**Goal of the exercise:** Restate all of the entries exactly. Any picture in them should be skipped.

Collected data entries:
++++

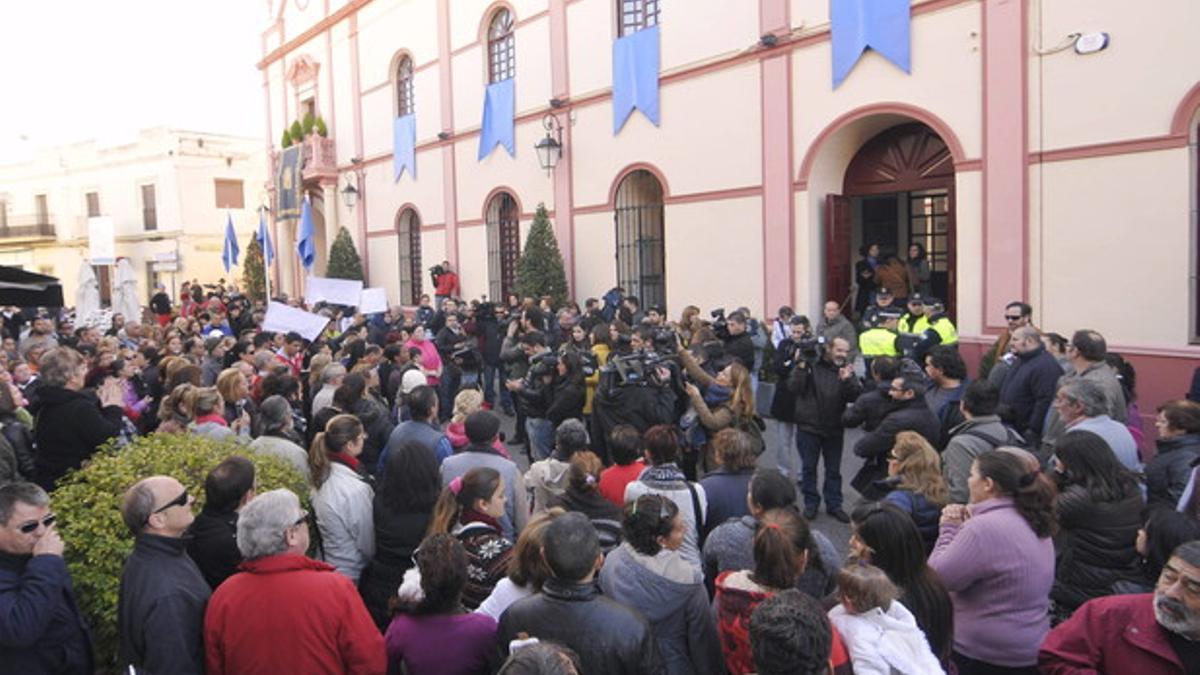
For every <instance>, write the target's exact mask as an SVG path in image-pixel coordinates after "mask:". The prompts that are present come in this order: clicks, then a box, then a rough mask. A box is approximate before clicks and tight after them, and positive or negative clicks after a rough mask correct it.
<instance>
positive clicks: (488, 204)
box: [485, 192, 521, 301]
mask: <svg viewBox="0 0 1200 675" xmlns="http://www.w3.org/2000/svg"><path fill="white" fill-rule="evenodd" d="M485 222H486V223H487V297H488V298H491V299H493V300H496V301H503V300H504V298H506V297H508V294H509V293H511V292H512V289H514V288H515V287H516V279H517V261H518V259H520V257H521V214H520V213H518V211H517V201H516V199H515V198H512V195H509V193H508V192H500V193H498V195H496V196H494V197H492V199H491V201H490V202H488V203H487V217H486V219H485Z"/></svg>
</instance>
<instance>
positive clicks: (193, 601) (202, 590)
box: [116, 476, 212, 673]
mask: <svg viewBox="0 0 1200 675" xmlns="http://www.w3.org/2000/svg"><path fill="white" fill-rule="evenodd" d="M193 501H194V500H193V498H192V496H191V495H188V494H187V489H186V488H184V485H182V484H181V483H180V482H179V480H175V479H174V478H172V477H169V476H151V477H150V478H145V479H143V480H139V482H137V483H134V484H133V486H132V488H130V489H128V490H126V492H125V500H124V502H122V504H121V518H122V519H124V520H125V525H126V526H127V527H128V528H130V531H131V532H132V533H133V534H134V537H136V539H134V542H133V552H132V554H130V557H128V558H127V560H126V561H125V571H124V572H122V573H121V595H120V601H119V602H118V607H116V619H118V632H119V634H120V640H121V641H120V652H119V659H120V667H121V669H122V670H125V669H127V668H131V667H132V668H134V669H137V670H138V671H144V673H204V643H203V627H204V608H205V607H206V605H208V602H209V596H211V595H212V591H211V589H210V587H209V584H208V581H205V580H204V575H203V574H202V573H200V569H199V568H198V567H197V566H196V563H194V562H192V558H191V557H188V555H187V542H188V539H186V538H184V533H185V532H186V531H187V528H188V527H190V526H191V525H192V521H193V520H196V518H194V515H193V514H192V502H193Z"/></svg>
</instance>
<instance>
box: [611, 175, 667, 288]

++++

**Exercise response:**
For every <instance>, write the target's exact mask as an SVG path in image-pixel coordinates after "mask:". The prompts that are present come in this order: clicks, then a box, then a rough mask. A box is approximate before clicks and tight after them, and positive or negative clicks after a rough mask correct it.
<instance>
positive clicks: (488, 204)
box: [485, 192, 521, 301]
mask: <svg viewBox="0 0 1200 675" xmlns="http://www.w3.org/2000/svg"><path fill="white" fill-rule="evenodd" d="M485 222H486V223H487V297H488V298H491V299H493V300H496V301H503V300H504V298H506V297H508V294H509V293H511V292H512V289H514V288H515V287H516V279H517V261H518V259H520V257H521V214H520V213H518V211H517V201H516V199H515V198H512V195H509V193H508V192H500V193H498V195H496V196H494V197H492V199H491V201H490V202H488V203H487V217H486V219H485Z"/></svg>
</instance>
<instance>
positive clicks: (193, 601) (202, 590)
box: [116, 476, 212, 673]
mask: <svg viewBox="0 0 1200 675" xmlns="http://www.w3.org/2000/svg"><path fill="white" fill-rule="evenodd" d="M193 501H194V500H193V498H192V496H191V495H188V494H187V489H186V488H184V485H182V484H181V483H180V482H179V480H175V479H174V478H172V477H169V476H151V477H150V478H145V479H143V480H139V482H137V483H134V484H133V486H132V488H130V489H128V490H126V492H125V500H124V502H122V504H121V518H122V519H124V520H125V525H126V526H127V527H128V528H130V531H131V532H132V533H133V534H134V537H136V539H134V542H133V552H132V554H130V557H128V558H127V560H126V561H125V571H124V572H122V573H121V595H120V601H119V602H118V607H116V619H118V632H119V634H120V640H121V641H120V652H119V659H120V667H121V669H122V670H125V669H127V668H131V667H132V668H134V669H137V670H138V671H144V673H204V643H203V627H204V608H205V607H206V605H208V602H209V596H211V595H212V591H211V589H210V587H209V584H208V581H205V580H204V575H203V574H202V573H200V569H199V568H198V567H197V566H196V563H194V562H192V558H191V557H188V555H187V542H188V539H186V538H184V533H185V532H186V531H187V528H188V527H190V526H191V525H192V521H193V520H196V518H194V515H193V514H192V502H193Z"/></svg>
</instance>
<instance>
box: [611, 175, 667, 288]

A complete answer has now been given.